Task:
Word-for-word transcription: reproduce all of the data, but not the pictures.

Data extracts:

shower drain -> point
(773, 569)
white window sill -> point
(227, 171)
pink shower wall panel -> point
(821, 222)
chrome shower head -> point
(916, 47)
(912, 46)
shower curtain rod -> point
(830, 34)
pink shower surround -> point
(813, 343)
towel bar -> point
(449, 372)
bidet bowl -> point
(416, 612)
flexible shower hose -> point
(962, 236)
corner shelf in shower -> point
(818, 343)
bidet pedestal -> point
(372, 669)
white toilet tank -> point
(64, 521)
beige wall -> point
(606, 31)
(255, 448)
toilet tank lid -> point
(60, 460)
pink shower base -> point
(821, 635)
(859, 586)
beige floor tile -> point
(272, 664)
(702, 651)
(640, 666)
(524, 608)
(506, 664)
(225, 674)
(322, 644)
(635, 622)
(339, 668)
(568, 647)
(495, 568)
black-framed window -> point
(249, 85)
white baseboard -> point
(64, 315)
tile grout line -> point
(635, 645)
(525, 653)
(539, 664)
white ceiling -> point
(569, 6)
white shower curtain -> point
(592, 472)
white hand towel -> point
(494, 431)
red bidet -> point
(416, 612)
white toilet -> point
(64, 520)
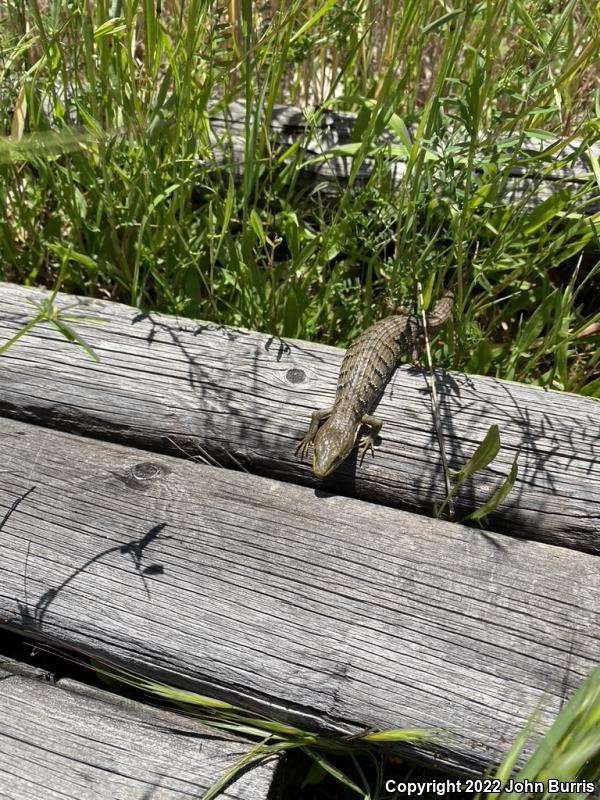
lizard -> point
(368, 364)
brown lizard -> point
(368, 365)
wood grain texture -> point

Problem solution:
shower drain -> point
(773, 569)
white window sill -> point
(227, 171)
pink shower wall panel -> point
(821, 222)
chrome shower head -> point
(916, 47)
(912, 46)
shower curtain rod -> point
(830, 34)
pink shower surround -> point
(813, 343)
towel bar -> point
(449, 372)
bidet bowl -> point
(416, 612)
flexible shower hose -> point
(962, 236)
corner shelf in shower -> point
(818, 343)
bidet pedestal -> point
(372, 669)
white toilet tank -> point
(64, 521)
beige wall -> point
(606, 31)
(255, 448)
toilet tank lid -> point
(60, 460)
pink shower base -> point
(821, 635)
(859, 586)
beige floor tile -> point
(272, 664)
(702, 651)
(640, 666)
(524, 608)
(506, 664)
(225, 674)
(322, 644)
(635, 622)
(339, 668)
(568, 647)
(495, 568)
black-framed window -> point
(249, 85)
white baseboard -> point
(64, 315)
tile grout line -> point
(635, 645)
(525, 653)
(539, 664)
white ceiling -> point
(569, 6)
white shower curtain -> point
(592, 472)
white hand towel -> point
(494, 431)
red bidet -> point
(416, 612)
white toilet -> point
(64, 520)
lizard -> point
(368, 364)
brown lizard -> point
(368, 365)
wood grain texture -> point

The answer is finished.